::: INPUT MATERIAL :::
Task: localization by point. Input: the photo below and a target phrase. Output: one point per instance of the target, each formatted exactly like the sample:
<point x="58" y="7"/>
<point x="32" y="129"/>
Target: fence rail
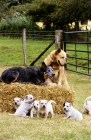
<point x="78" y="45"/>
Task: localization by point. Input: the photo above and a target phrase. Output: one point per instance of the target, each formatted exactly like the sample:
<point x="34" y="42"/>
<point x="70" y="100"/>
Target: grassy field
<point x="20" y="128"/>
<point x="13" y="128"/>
:::
::: INPUT MATERIAL :::
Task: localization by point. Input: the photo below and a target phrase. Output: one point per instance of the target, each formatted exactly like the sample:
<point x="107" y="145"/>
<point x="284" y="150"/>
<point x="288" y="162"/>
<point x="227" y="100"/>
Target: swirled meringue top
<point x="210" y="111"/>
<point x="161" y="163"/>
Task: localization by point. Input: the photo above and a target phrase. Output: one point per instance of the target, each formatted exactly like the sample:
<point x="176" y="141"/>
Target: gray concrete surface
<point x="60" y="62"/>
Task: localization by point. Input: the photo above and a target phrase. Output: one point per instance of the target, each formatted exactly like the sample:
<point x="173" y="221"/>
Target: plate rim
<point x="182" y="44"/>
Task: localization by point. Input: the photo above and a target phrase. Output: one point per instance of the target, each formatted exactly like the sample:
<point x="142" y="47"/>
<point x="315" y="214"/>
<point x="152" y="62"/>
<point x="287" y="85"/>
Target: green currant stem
:::
All lines in the listing above from the line containing "Target: swirled meringue top" to the line containing "Target: green currant stem", inclusive, should be retyped exactly; no other lines should appear.

Target: swirled meringue top
<point x="210" y="111"/>
<point x="161" y="163"/>
Task: localization by point. Input: the photo above and a target phrase. Output: one point per instance of the target, each formatted exactly like the sample:
<point x="176" y="141"/>
Target: gray concrete surface
<point x="60" y="62"/>
Task: localization by point. Input: the photo above and a target phrase. Output: one point per instance of the target, each formatted exactly like the sample:
<point x="173" y="221"/>
Target: plate rim
<point x="182" y="44"/>
Task: localization by point. Input: the photo above and a target phrase. Output: one point per instance of the target, each formatted exactly like the sample:
<point x="142" y="47"/>
<point x="315" y="214"/>
<point x="152" y="62"/>
<point x="287" y="85"/>
Target: green currant stem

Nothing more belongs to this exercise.